==== Passage shown ====

Concise, localized Rails URL helpers? Solved (twice).
posted: May 13th, 2007 · by: Sven
Originally triggered by Jeremy Hubert I’ve posted some thoughts about more concise and transparently localized Rails url_helper methods last month.
Basically Jeremy nailed a problem that occurs as soon as you define a Rails route that includes the locale as the leftmost parameter: you now can’t use Rails’ url_helper methods in a reasonable DRY way any more! A reasonable solution was pending.
Plugins to the rescue. By the end of this article you’ll be able to choose between two different solutions to this problem.
The Problem
For example you might have defined a route like this:
map.connect ':locale/:controller/:action/:id'
Or with Rails’ RESTy resources:
map.resources :articles, :path_prefix => ":locale"
How would you now use url_helper methods without specifying the locale every single time you’re calling an url_helper? You can’t. Without any further efforts you’d have to say, e.g.:
article_path(@current_locale, @article)
instead of being able to just use:
article_path(@article)
And the latter clearly is what one would expect from a Rails solution, isn’t it? It is.
The solutions
There are two different solutions to this problem (that I know of, of course):
- the
resource_fuplugin of Trevor Squires - my own
localized_url_helpersplugin
With respect to the problem at hand and their solution to it they both have quite something in common: Both of them achieve largely the same, particulary both provide a reasonable flexibility concerning the Rails url_helpers that triggered this quest. Both of the solutions are available as plugins and are installed super-easily. Both are quite young, too.
On the other hand they both take a pretty different route to solve our problem and thus, there’s a series of difference too, of course. Let’s see …
The resource_fu plugin
I hope that I get things right when I say that ressource_fu basically does two things and thereby solves our original problem:
- Most importantly it tries to “guess” (or “infer”) parameters that you haven’t passed to your url_helper, but that are necessary to build the URL. E.g., when you ommit the :locale parameter, it looks for a (controller) instance variable with the same name.

==== Dataset entries ====

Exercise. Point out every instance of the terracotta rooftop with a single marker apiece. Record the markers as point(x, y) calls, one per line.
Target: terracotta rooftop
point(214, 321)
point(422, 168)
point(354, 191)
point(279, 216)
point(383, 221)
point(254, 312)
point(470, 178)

====

• [Short exercise A]
In the Rails URL helpers post, what does resource_fu do when the :locale parameter is left out of a url_helper call?
• [Short exercise B]
Carry on writing the Rails URL helpers post from the point where it stops.
The items were taken from a different source than the Rails URL helpers post.

• [Task answer A]
It looks for a controller instance variable with the same name.

• [Task answer B]
- Secondly it “anchors” positioned arguments on the right side. That means that if your route has three segments and you only supply two positional arguments, the url helper assumes you are supplying the *last* two segments.
This way both of these will work as long as you have defined a controller instance variable @locale (from which the parameter will be “inferred”):
article_path(@article) # positioned arguments
article_path(:id => @article) # verbose hash syntax
Hurray. Mission complete!
Resource_fu has more benefits than this. Read more about it in its readme file. You can download/install the resource_fu plugin from here:
http://svn.protocool.com/public/plugins/resource_fu/
The localized_url_helper plugin
The localized_url_helper plugin tackles things seperatly and targeted:
- For the hash argument syntax it will smuggle the locale past the Rails routes’ “parameter expiry” mechanism. It thereby tricks Rails into simply using the locale parameter and then proceeding as if it wasn’t there at all.
- For the positioned argument syntax it’s sufficient to just push the locale onto the front of the arguments list.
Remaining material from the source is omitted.